Your task is to transcribe the entries exactly.

─── THE RECORDS

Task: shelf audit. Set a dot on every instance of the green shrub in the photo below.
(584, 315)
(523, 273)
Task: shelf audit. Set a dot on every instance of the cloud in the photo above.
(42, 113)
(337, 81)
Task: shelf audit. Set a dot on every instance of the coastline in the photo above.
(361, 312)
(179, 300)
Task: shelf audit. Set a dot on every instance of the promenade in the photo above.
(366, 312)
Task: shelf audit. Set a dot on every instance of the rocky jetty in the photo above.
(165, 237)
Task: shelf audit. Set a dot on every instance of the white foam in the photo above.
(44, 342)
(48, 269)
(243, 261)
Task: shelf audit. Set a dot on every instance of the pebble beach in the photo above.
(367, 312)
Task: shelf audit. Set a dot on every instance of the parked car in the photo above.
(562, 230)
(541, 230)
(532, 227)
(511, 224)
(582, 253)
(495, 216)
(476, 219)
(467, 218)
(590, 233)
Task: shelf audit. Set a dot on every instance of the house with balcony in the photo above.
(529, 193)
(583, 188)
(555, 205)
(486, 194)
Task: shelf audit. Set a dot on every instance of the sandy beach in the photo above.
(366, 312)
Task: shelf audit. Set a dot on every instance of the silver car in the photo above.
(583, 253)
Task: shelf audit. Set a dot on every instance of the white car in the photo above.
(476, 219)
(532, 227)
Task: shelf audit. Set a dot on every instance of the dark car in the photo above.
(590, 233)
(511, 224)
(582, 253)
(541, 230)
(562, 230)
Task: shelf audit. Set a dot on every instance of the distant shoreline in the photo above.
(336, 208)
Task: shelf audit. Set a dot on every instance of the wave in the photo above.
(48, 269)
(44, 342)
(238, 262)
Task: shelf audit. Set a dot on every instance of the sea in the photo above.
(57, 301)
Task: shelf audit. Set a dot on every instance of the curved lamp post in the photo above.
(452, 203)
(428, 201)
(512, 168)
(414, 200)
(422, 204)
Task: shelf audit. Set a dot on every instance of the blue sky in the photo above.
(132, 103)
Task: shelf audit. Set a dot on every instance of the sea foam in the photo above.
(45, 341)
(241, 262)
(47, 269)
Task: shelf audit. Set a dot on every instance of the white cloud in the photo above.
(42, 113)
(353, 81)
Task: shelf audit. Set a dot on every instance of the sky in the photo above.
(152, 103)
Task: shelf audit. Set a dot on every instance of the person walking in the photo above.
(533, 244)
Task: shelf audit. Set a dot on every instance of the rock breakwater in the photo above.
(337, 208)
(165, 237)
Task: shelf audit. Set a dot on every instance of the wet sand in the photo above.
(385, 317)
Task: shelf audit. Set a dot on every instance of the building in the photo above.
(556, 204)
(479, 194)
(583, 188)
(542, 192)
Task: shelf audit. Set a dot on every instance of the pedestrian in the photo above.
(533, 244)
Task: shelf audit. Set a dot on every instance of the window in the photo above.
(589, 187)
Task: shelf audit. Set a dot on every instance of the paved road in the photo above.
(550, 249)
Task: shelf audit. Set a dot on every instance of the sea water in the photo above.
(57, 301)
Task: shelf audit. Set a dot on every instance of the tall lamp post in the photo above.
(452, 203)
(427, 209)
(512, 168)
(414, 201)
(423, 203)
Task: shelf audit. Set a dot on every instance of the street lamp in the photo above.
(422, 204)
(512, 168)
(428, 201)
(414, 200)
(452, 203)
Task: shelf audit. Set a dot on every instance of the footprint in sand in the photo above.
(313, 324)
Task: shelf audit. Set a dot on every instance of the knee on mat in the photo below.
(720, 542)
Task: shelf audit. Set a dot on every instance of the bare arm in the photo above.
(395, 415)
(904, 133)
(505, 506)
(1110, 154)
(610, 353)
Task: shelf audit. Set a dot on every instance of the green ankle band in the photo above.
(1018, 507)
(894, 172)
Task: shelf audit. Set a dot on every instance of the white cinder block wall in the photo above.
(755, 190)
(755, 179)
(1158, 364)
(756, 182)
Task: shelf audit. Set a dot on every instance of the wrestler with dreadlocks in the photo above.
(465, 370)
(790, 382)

──────

[SOLUTION TO THE EXERCISE]
Task: shelf audit. Set a dot on every instance of the green shrub in the photo below.
(584, 315)
(523, 273)
Task: shelf audit. Set a dot on every instance of the cloud in the photo above.
(42, 113)
(337, 81)
Task: shelf audit. Set a dot on every instance of the coastline in the photo above.
(361, 312)
(179, 300)
Task: shelf audit. Set a dot on every instance of the promenade in the photo above.
(366, 312)
Task: shelf audit. Set a dot on every instance of the rocky jetty in the photo above.
(165, 237)
Task: shelf audit. Set a dot on every instance of the white foam in the photo above.
(44, 342)
(48, 269)
(243, 261)
Task: shelf audit. Set a dot on every instance of the pebble beach in the photo above.
(367, 312)
Task: shelf audit. Set a dot on every instance of the parked car in the photo above.
(562, 230)
(541, 230)
(532, 227)
(511, 224)
(582, 253)
(495, 216)
(476, 219)
(467, 218)
(590, 233)
Task: shelf audit. Set a dot on every instance of the house with balcony in the photo above.
(529, 193)
(583, 188)
(555, 205)
(486, 194)
Task: shelf audit. Set a dot on every instance of the sandy beach in the photo above.
(366, 312)
Task: shelf audit. Set a dot on every instance of the silver car in the photo above.
(583, 253)
Task: shelf audit. Set a dot on every instance of the white car in the photo above.
(476, 219)
(532, 227)
Task: shelf audit. Set a dot on every instance of the dark car in the photo above.
(590, 233)
(511, 224)
(582, 253)
(541, 230)
(562, 230)
Task: shelf audit. Set a dot on every instance of the distant shoreline in the photo above.
(336, 208)
Task: shelf audit. Set a dot on every instance of the wave in the photo above.
(48, 269)
(44, 342)
(238, 262)
Task: shelf audit. Set a dot on every instance of the sea in the photo above.
(57, 301)
Task: shelf audit. Set a dot on every instance of the curved lamp post in the photo above.
(452, 203)
(428, 201)
(512, 168)
(414, 200)
(422, 204)
Task: shelf audit. Set a dot on every instance of the blue sky in the photo above.
(132, 103)
Task: shelf audit. Set a dot on every instance of the sea foam in the photo above.
(45, 341)
(241, 262)
(47, 269)
Task: shelf audit. Set a dot on every instance of the white cloud in the photo above.
(42, 113)
(353, 81)
Task: shelf audit. Set a dot on every instance of the sky in the photo above.
(152, 103)
Task: shelf audit. Set a dot on every instance of the person walking in the photo above.
(533, 244)
Task: shelf audit. Set a dot on every instance of the rock breakwater in the photo above.
(337, 208)
(165, 237)
Task: shelf audit. Set a dot on every instance of the wet sand in the photo above.
(385, 317)
Task: shelf audit. Set a dot on every instance of the building in the photo above.
(556, 204)
(479, 194)
(583, 188)
(542, 192)
Task: shelf audit. Set a dot on every instance of the pedestrian in the photo above.
(533, 244)
Task: shelf audit. Set a dot on every instance of the window in the photo above.
(589, 187)
Task: shelf audit. Set a dot on every instance of the paved road in the photo above.
(550, 249)
Task: shelf audit. Set a dot on every instance of the sea water in the photo above.
(57, 301)
Task: shelf audit. Set a dot on every instance of the tall lamp post in the photo above.
(452, 203)
(427, 209)
(512, 168)
(414, 201)
(423, 203)
Task: shelf audit. Set a dot on every instance of the street lamp in the photo above.
(422, 204)
(512, 168)
(428, 201)
(414, 200)
(452, 203)
Task: shelf audit. Set a dot on every instance of the footprint in sand in the photo above.
(313, 324)
Task: shelf audit. Set a dot on every instance of the knee on mat in the photo below.
(720, 542)
Task: shelf audit. Set a dot on every instance of the bare arm in the photo above.
(395, 415)
(904, 133)
(505, 506)
(1110, 154)
(610, 353)
Task: shelf audit. Set a dot on every instance of the green ankle band in the photo above.
(1018, 507)
(894, 172)
Task: shelf audit. Set a dot on every instance of the white cinder block wall in the photo above.
(755, 190)
(755, 179)
(1158, 364)
(756, 182)
Task: shelf audit. Set a dot on every instance of the wrestler with dreadlocks in the photo above.
(465, 370)
(790, 382)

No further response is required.